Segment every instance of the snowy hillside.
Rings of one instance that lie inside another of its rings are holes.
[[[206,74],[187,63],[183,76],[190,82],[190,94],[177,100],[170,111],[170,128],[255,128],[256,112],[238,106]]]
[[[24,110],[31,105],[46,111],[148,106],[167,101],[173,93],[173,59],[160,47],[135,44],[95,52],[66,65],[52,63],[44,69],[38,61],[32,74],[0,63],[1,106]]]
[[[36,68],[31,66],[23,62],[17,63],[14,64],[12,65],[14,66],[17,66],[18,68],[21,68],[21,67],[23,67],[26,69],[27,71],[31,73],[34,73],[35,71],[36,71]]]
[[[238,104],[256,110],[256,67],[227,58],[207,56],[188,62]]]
···
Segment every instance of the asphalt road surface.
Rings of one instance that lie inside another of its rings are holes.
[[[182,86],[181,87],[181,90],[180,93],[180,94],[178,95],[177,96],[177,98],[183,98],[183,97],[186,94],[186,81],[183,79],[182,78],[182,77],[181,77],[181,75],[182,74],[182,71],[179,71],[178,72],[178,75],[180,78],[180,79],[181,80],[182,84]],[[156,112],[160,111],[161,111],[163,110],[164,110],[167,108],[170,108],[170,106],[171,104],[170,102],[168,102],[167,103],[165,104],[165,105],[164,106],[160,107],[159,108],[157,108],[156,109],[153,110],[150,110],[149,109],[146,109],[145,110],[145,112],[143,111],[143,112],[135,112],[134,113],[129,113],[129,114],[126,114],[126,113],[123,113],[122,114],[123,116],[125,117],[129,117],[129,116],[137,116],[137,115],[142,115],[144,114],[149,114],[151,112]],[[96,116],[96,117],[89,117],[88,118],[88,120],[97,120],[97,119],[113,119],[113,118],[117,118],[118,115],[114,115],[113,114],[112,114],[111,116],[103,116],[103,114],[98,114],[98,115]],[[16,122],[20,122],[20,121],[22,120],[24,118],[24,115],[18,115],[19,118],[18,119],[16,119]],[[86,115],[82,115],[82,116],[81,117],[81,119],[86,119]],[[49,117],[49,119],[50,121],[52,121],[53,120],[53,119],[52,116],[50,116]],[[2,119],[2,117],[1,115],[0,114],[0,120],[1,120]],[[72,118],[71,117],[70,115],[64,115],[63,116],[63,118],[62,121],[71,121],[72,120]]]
···
→ Job:
Copy out every line from the one containing "Segment every instance of the snowy hillside." through the one containing "[[[238,104],[256,110],[256,67],[227,58],[207,56],[188,62]]]", including both of those lines, without changing anything.

→ Output of the exercise:
Segment every instance of the snowy hillside.
Rings of one instance that lie inside another of its rings are holes.
[[[206,74],[187,63],[183,76],[190,82],[190,94],[177,100],[170,111],[170,128],[255,128],[256,112],[238,106]]]
[[[24,110],[31,105],[46,111],[148,106],[167,101],[173,93],[173,59],[160,47],[135,44],[95,52],[66,65],[52,63],[44,69],[38,61],[32,74],[0,63],[1,106]]]
[[[36,68],[31,66],[23,62],[17,63],[14,64],[12,65],[14,66],[17,66],[18,68],[21,68],[21,67],[23,67],[26,69],[27,71],[31,73],[34,73],[35,71],[36,71]]]
[[[238,104],[256,110],[256,67],[227,58],[207,56],[188,62]]]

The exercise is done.